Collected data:

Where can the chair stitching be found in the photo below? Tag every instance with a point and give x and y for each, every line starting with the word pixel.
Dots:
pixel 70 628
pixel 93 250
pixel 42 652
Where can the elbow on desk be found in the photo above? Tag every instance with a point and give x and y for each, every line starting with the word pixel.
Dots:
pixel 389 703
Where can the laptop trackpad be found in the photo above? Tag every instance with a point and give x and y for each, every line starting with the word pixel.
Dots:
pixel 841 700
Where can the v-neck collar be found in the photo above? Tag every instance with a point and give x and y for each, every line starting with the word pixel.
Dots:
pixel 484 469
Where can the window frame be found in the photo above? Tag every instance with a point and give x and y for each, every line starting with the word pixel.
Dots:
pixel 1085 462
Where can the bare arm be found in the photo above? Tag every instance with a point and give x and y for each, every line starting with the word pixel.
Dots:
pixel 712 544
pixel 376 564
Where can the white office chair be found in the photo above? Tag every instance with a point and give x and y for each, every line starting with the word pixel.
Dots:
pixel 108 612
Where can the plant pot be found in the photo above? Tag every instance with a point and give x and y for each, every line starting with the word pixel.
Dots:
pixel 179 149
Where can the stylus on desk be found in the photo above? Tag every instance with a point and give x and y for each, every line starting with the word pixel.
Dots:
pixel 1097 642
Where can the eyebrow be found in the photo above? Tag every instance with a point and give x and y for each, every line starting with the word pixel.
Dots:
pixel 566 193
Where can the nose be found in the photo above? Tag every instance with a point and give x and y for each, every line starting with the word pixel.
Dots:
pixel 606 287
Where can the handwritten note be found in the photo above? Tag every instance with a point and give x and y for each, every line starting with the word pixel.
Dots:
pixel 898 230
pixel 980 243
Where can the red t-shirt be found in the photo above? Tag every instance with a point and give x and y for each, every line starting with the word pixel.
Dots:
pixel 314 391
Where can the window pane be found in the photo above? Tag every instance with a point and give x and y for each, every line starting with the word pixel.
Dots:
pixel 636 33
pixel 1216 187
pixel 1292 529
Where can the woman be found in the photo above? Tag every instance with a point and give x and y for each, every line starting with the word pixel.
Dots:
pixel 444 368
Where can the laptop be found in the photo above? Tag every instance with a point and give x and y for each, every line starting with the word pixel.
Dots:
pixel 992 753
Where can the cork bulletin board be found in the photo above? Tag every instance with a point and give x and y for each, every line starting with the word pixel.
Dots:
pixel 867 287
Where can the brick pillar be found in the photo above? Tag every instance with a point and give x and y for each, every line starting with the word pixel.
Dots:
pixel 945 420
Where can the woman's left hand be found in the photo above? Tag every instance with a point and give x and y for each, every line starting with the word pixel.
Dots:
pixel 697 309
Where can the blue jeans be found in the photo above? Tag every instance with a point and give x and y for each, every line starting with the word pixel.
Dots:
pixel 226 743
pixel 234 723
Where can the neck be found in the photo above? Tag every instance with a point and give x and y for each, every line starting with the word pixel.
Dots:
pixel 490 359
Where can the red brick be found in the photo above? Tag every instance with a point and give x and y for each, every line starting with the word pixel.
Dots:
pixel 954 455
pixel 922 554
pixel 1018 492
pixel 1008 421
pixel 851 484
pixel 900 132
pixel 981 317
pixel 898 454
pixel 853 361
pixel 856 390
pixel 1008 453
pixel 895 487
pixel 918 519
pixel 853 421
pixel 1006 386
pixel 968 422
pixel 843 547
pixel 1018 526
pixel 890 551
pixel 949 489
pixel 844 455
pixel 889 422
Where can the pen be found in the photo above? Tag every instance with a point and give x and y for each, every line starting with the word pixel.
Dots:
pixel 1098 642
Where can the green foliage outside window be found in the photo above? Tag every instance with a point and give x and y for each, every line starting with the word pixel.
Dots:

Problem ▸
Give back all of the records exactly as they were provided above.

Answer for this exercise ▸
Where can the chair stitching be found in the photo below? Tag every instance with a point and give x and y for each, every line starting with the word pixel.
Dots:
pixel 70 628
pixel 93 250
pixel 42 652
Where can the elbow on desk be found in the photo above? Tag every instance with a point and give x and y for each, every line starting with the word pixel.
Dots:
pixel 389 703
Where can the laptop trackpad be found in the photo above? Tag every instance with a point and give x and y for each, every line starting with the word pixel.
Dots:
pixel 841 700
Where can the v-neck collar be found in the photo above? Tag every instance with a point and give x and y for each, every line starting with the word pixel.
Dots:
pixel 484 469
Where can the window frame be found in the photo above? Tag every instance with a point and give x and y for each, every line starting with the word pixel.
Dots:
pixel 1085 462
Where can the bare arm be found in the photo above? Tag every instance with a point and give x and y for each, every line starting with the word pixel.
Dots:
pixel 712 544
pixel 376 564
Where can the white office chair be found in the photo above? Tag every instance with a point and give x and y for each, every line starting with the word pixel.
Dots:
pixel 108 612
Where can the plant pot be found in the photo above? Tag every instance with a point and give x and y for each, every line starting with the word pixel.
Dots:
pixel 179 149
Where can the stylus on desk be found in the photo above? Tag every instance with a point and give x and y for each, every line starting with the word pixel.
Dots:
pixel 1097 642
Where can the eyebrow be found in the photo above? Tag every instance with a point and give x and y for each, every line starting with the word pixel.
Dots:
pixel 566 193
Where can the nose be found in the photo above? Tag every instance with a point and give x and y for each, every line starting with the word pixel.
Dots:
pixel 606 287
Where can the handwritten note be found in the photo above? Tag every instance with a point and give x and y for each, every line starting with the word pixel.
Dots:
pixel 898 230
pixel 980 243
Where can the red t-shirt be found in the photo above? Tag every instance with a point and give x and y for each, every line starting with the word pixel.
Dots:
pixel 314 391
Where can the window pane be found in the photo above? Tag every instance with a point and give x and y for each, every line starting with the word pixel.
Dots:
pixel 636 33
pixel 1216 187
pixel 1292 529
Where can the woman be found in the photo above? Tag every instance with a point and give x and y for each, every line starting with the word pixel.
Dots:
pixel 444 368
Where can the laptop be found in the photo above? Tag every instance with a point and give x and y for each, every line starting with the word pixel.
Dots:
pixel 992 753
Where can the cork bulletin board be found in the photo above? Tag every instance with a point and give x and y for each, every line starting with the word pixel.
Dots:
pixel 867 287
Where can the brick pillar be found in the photo above? Tag every instance with a point and give x and y for each, every line starting with the word pixel.
Dots:
pixel 945 420
Where can the woman's left hand be found in the photo above? Tag every instance with a point and give x and y for each, every line starting with the word pixel.
Dots:
pixel 697 309
Where can the blue jeans be found in the photo above? Tag every instance with a point and give x and y for each, every line starting with the word pixel.
Dots:
pixel 226 743
pixel 234 723
Where can the neck be found in the photo above? Tag every instance with a point and give x and y for each, every line starting with the word pixel.
Dots:
pixel 490 359
Where can the red brick be found in the photo above? Tag every instance with a point and give x and y for each, every line starting with the word pixel.
Dots:
pixel 954 455
pixel 922 554
pixel 1018 492
pixel 1008 421
pixel 851 484
pixel 900 132
pixel 981 317
pixel 898 454
pixel 853 361
pixel 856 390
pixel 1008 453
pixel 895 487
pixel 918 519
pixel 853 421
pixel 1006 386
pixel 968 422
pixel 843 547
pixel 1018 526
pixel 890 551
pixel 949 489
pixel 844 455
pixel 889 422
Where can the pen be found in the photo above? Tag every instance with a point and give x and y for each, every line starting with the word pixel.
Dots:
pixel 1098 642
Where can the green foliage outside window be found in the photo above? Tag every instance with a point and give x and y for each, every line starting with the word pixel.
Dots:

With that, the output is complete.